Leave out any pictures and transcribe all other data below exactly.

EXTRACTED ENTRIES start

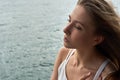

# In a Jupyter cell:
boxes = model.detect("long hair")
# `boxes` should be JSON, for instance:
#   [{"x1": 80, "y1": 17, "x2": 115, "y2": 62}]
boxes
[{"x1": 77, "y1": 0, "x2": 120, "y2": 70}]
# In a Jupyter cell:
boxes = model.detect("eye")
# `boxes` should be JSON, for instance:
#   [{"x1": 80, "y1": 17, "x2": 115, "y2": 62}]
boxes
[
  {"x1": 74, "y1": 26, "x2": 82, "y2": 30},
  {"x1": 67, "y1": 19, "x2": 71, "y2": 22}
]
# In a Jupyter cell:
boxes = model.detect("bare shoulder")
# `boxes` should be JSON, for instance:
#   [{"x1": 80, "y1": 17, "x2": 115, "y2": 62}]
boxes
[{"x1": 101, "y1": 63, "x2": 116, "y2": 78}]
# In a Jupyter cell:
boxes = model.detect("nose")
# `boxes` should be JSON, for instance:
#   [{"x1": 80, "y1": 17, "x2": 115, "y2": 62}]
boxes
[{"x1": 63, "y1": 24, "x2": 72, "y2": 35}]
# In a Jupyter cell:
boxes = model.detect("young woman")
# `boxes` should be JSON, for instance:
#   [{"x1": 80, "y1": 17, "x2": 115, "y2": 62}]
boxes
[{"x1": 51, "y1": 0, "x2": 120, "y2": 80}]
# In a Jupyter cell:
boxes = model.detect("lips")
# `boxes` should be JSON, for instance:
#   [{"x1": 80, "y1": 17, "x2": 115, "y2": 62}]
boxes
[{"x1": 64, "y1": 37, "x2": 69, "y2": 42}]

EXTRACTED ENTRIES end

WORKED SOLUTION -
# In a Jupyter cell:
boxes = model.detect("long hair")
# `boxes` should be JSON, for instance:
#   [{"x1": 80, "y1": 17, "x2": 115, "y2": 62}]
boxes
[{"x1": 77, "y1": 0, "x2": 120, "y2": 70}]
# In a Jupyter cell:
boxes = model.detect("eye")
# `boxes` should be JSON, for instance:
#   [{"x1": 80, "y1": 17, "x2": 115, "y2": 62}]
boxes
[
  {"x1": 74, "y1": 26, "x2": 82, "y2": 30},
  {"x1": 67, "y1": 19, "x2": 71, "y2": 22}
]
# In a Jupyter cell:
boxes = model.detect("bare shoulder")
# `boxes` should be JSON, for instance:
#   [{"x1": 80, "y1": 17, "x2": 115, "y2": 62}]
boxes
[{"x1": 101, "y1": 63, "x2": 116, "y2": 78}]
# In a Jupyter cell:
boxes = model.detect("nose")
# `boxes` should be JSON, for instance:
#   [{"x1": 80, "y1": 17, "x2": 115, "y2": 62}]
boxes
[{"x1": 63, "y1": 24, "x2": 72, "y2": 35}]
# In a Jupyter cell:
boxes = model.detect("young woman")
# `boxes` should be JSON, for instance:
#   [{"x1": 80, "y1": 17, "x2": 115, "y2": 62}]
boxes
[{"x1": 51, "y1": 0, "x2": 120, "y2": 80}]
# In a Jupyter cell:
boxes = model.detect("lips")
# `boxes` should be JSON, for instance:
#   [{"x1": 80, "y1": 17, "x2": 115, "y2": 62}]
boxes
[{"x1": 64, "y1": 37, "x2": 69, "y2": 42}]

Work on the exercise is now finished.